• _Potongan teks_:
--------------------

Putusan Menipu Tuhan tersebut dilahirkan dengan kekuasaan
dan otoriterian majelis hakim Peradilan PN. Manado selama 9 ( sembilan ) bulan
penjara dengan pasal manipulasi 335 ayat 1 ke-1 KUHP dimana saya tidak pernah
diperiksa dan disidik penyidik Polisi, dan dikuatkan ditingkat banding oleh
majelis hakim pengadilan Tinggi Manado, dengan pertimbangan hukum yang
dimanipulasi baik fakta persidangan, maupun manipulasi alat bukti surat, yang
bertentangan dengan pasal 197 ayat 1 d dan f KUHAP. Sehingga dari keganjilan
Peradilan Sesat tersebut, berindikasi kuat dugaan telah terjadi penyuapan
berupa pemberian sebuah mobil Ford kepada ketua PN. Manado. Entah ketua PT.
Manado kena imbasnya ?.

--------------------

Tuliskan ulang bagian potongan teks di atas dari "Putusan Menipu Tuhan" sampai "kena imbasnya ?.", tanpa mengubah satu kata pun.

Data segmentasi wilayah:
--------------------

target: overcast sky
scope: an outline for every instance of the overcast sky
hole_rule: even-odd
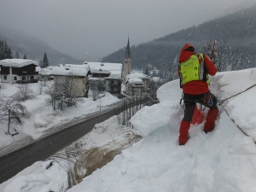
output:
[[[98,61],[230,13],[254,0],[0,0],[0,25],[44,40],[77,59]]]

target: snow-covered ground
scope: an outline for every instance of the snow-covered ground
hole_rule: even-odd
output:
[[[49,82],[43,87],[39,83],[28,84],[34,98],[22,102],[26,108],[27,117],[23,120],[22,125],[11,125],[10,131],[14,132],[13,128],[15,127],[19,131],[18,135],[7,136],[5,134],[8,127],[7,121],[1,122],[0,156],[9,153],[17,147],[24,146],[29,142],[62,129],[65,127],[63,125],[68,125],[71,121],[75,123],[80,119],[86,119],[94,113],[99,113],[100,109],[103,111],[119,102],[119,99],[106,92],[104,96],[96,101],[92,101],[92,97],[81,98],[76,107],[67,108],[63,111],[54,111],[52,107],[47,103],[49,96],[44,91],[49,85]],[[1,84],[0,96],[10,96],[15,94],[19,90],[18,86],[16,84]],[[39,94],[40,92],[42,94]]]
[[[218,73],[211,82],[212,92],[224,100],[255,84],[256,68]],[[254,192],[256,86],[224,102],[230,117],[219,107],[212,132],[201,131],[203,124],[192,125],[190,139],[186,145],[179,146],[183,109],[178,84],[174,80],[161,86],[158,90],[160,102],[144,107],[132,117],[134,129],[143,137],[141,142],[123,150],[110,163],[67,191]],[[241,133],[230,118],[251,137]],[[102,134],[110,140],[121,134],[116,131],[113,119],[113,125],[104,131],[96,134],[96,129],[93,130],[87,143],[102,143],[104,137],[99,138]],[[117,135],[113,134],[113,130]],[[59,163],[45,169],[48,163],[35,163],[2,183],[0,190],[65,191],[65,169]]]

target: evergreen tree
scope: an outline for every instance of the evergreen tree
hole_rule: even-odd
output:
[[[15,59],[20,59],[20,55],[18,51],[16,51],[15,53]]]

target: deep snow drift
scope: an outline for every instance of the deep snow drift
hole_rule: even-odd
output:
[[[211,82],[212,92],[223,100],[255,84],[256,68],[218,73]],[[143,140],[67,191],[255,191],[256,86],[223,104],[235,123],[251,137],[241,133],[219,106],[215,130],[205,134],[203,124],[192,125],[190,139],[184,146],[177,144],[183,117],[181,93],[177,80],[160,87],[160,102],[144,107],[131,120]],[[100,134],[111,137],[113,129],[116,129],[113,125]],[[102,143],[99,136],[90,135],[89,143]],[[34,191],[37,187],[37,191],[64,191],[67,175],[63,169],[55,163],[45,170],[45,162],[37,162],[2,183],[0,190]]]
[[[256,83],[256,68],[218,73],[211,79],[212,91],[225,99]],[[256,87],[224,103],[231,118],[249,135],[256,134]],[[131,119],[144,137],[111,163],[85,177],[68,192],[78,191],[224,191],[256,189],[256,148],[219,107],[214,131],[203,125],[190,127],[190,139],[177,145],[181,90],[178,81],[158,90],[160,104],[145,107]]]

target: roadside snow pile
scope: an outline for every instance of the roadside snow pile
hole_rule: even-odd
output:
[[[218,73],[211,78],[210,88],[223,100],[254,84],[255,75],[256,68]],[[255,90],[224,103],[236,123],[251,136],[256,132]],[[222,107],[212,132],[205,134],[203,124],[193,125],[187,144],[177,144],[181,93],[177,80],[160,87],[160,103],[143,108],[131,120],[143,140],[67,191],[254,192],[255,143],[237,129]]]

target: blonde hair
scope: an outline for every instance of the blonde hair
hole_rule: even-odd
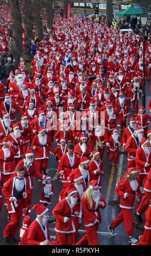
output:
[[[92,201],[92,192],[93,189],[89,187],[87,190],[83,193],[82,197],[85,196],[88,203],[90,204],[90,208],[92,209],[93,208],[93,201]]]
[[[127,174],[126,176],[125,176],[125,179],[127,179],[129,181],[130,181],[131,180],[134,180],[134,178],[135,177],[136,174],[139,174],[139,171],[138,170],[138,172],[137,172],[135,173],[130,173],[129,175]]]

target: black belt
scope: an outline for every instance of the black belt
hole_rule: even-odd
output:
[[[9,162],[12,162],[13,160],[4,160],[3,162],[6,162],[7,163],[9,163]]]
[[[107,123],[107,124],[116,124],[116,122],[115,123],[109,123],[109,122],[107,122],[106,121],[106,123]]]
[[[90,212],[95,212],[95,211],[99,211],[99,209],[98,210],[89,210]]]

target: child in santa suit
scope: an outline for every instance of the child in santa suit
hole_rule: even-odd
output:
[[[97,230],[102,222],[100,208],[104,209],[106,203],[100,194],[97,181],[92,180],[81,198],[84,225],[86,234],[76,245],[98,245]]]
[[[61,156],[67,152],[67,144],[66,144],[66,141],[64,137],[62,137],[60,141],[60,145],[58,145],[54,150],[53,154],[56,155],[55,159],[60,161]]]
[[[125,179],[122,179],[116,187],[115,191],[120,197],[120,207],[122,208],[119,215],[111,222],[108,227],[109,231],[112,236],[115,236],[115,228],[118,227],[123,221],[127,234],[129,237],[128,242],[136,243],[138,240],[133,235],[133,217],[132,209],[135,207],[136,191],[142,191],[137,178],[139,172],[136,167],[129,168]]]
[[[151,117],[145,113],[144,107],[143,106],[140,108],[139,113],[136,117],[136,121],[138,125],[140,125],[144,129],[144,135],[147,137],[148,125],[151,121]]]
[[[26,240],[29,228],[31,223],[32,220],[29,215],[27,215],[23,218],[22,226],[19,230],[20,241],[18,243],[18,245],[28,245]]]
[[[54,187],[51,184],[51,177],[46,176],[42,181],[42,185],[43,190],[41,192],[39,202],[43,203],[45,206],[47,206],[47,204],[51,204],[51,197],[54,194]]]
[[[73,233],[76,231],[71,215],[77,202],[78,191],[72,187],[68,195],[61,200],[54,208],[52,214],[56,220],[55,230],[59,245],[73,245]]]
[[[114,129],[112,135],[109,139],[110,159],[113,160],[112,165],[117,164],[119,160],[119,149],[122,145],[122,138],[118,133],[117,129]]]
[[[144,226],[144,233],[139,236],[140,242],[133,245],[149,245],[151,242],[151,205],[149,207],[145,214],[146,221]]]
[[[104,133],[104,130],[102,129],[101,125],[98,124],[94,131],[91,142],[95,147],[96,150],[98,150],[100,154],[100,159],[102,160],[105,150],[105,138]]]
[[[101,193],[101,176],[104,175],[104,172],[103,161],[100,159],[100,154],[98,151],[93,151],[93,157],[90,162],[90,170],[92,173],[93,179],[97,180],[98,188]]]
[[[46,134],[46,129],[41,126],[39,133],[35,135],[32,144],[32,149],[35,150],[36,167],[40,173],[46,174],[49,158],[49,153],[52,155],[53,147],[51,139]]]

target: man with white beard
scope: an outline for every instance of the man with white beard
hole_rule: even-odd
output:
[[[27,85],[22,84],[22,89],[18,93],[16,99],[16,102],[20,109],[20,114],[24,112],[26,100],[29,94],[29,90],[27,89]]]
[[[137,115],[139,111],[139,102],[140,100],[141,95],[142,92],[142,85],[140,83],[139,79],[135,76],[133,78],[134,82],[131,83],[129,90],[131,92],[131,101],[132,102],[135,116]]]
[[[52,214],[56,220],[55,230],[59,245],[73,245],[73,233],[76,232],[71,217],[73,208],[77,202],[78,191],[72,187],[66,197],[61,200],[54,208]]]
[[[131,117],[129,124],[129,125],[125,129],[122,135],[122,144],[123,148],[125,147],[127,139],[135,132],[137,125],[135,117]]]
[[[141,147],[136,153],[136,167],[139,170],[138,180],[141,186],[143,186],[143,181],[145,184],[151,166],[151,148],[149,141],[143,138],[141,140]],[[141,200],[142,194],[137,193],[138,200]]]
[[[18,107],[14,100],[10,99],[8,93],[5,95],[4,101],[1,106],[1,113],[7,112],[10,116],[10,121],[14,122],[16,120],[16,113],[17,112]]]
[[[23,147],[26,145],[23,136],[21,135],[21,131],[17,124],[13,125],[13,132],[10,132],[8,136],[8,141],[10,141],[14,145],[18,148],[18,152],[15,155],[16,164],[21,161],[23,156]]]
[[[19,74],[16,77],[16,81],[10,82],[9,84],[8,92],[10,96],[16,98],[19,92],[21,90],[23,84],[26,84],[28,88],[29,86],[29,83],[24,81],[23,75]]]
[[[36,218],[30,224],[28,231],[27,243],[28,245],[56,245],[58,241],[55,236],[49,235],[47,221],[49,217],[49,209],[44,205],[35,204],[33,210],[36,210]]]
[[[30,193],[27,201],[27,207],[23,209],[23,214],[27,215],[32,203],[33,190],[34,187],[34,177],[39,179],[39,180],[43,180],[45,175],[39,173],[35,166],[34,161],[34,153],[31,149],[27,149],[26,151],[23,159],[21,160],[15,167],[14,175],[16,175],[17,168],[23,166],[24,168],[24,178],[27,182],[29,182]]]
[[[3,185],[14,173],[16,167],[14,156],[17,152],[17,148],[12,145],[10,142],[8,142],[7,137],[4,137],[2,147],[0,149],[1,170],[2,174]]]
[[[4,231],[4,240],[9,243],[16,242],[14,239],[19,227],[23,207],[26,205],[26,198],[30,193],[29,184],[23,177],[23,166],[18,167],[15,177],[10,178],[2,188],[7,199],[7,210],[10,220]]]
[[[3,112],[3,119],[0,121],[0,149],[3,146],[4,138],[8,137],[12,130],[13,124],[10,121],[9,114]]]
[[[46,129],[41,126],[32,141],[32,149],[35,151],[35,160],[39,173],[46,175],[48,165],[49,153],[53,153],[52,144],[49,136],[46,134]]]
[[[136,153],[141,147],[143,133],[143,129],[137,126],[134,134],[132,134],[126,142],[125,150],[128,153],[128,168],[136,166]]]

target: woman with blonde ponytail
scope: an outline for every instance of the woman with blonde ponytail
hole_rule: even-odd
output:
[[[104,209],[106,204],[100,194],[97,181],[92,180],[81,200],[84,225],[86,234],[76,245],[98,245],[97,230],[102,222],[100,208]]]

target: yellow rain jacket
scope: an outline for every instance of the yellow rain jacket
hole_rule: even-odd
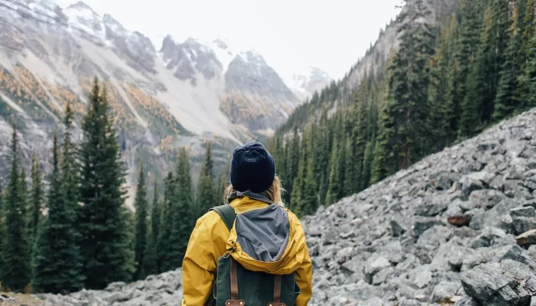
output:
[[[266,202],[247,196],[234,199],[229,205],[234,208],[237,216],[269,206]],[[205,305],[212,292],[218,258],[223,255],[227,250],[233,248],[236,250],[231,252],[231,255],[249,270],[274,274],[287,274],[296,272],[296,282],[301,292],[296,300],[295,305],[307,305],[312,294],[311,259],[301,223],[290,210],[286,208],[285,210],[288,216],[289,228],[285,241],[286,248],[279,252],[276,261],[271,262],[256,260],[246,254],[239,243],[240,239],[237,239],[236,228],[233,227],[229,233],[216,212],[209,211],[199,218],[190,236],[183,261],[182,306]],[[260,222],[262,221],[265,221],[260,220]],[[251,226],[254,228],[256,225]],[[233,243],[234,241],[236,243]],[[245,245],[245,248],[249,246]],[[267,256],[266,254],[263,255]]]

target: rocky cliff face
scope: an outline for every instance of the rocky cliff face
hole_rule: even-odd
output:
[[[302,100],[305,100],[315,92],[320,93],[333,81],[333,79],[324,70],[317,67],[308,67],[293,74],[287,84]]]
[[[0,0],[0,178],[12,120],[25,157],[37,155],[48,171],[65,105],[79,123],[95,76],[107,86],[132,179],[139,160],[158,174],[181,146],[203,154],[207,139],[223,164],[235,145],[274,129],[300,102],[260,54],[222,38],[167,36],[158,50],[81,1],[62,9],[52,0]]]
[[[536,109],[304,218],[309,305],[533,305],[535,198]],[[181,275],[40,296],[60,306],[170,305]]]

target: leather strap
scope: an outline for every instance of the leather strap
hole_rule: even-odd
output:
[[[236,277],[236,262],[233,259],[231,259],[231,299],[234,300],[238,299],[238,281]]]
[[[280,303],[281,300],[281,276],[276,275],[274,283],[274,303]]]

--------------------

• _Jawaban tertulis_:
Putusan Menipu Tuhan tersebut dilahirkan dengan kekuasaan
dan otoriterian majelis hakim Peradilan PN. Manado selama 9 ( sembilan ) bulan
penjara dengan pasal manipulasi 335 ayat 1 ke-1 KUHP dimana saya tidak pernah
diperiksa dan disidik penyidik Polisi, dan dikuatkan ditingkat banding oleh
majelis hakim pengadilan Tinggi Manado, dengan pertimbangan hukum yang
dimanipulasi baik fakta persidangan, maupun manipulasi alat bukti surat, yang
bertentangan dengan pasal 197 ayat 1 d dan f KUHAP. Sehingga dari keganjilan
Peradilan Sesat tersebut, berindikasi kuat dugaan telah terjadi penyuapan
berupa pemberian sebuah mobil Ford kepada ketua PN. Manado. Entah ketua PT.
Manado kena imbasnya ?.